Stored entries
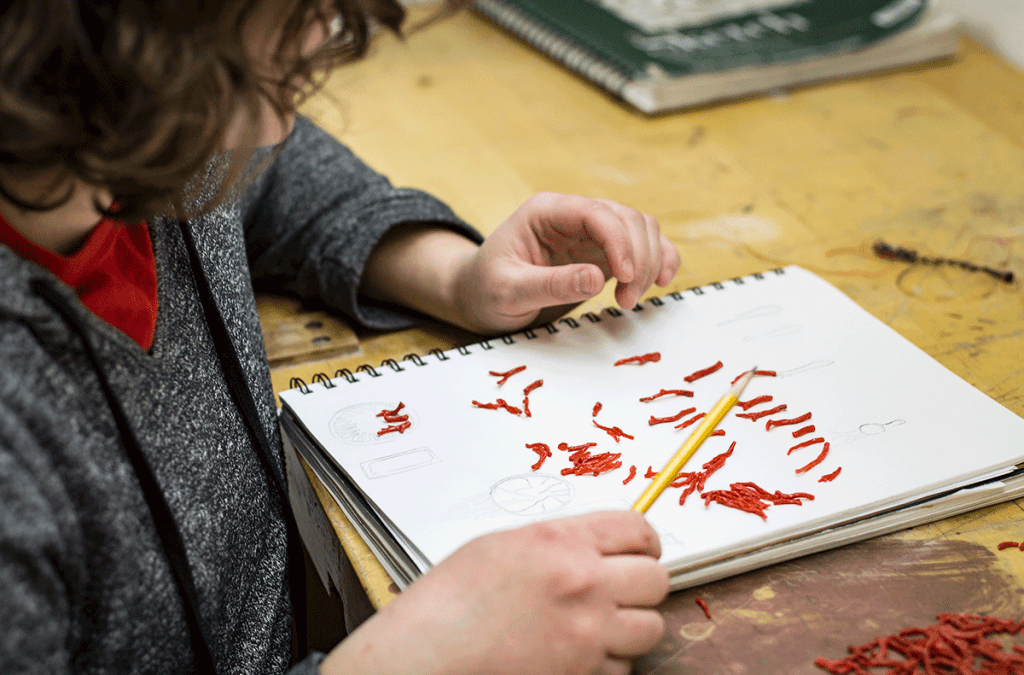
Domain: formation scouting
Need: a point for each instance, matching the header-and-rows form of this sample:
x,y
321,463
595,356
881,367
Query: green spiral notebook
x,y
677,53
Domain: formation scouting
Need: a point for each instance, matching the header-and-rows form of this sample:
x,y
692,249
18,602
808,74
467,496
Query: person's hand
x,y
559,250
555,251
573,595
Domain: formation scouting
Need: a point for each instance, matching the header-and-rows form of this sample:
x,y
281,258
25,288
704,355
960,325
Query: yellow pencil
x,y
704,430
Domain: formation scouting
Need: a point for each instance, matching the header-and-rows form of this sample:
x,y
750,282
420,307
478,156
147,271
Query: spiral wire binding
x,y
529,334
415,357
324,379
556,46
392,364
299,383
367,368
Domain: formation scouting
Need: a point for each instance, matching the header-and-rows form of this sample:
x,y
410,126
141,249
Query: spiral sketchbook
x,y
847,431
666,55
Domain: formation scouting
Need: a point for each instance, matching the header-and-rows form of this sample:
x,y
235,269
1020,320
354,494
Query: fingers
x,y
633,632
654,258
636,581
670,262
612,666
623,532
544,287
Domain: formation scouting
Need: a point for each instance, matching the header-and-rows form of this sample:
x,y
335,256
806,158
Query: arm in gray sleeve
x,y
314,216
34,624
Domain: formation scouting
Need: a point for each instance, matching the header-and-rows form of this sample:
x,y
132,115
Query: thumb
x,y
543,286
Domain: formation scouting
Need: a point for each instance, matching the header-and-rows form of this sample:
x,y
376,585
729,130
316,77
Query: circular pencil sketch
x,y
531,494
360,424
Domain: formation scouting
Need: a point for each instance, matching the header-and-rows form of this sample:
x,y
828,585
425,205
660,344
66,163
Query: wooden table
x,y
930,158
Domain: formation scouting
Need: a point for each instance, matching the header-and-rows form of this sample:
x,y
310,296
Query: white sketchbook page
x,y
898,423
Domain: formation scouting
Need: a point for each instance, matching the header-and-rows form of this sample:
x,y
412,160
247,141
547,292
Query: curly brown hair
x,y
136,95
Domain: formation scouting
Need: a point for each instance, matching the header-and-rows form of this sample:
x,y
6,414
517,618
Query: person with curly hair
x,y
153,168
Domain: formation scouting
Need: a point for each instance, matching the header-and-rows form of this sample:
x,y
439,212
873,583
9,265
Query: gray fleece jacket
x,y
85,585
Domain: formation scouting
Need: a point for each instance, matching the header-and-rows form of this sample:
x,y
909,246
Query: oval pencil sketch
x,y
531,494
864,430
814,365
398,463
360,424
756,312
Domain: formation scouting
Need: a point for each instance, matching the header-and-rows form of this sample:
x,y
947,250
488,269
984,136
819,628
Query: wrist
x,y
422,266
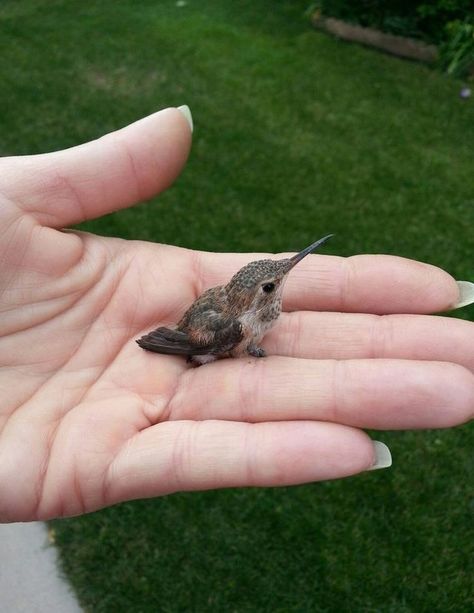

*Goal of the exercise*. Return every line of the stored entries that contains the string "hair", treating uppercase and lowercase as different.

*Finished exercise*.
Query: curly brown hair
Query: person with curly hair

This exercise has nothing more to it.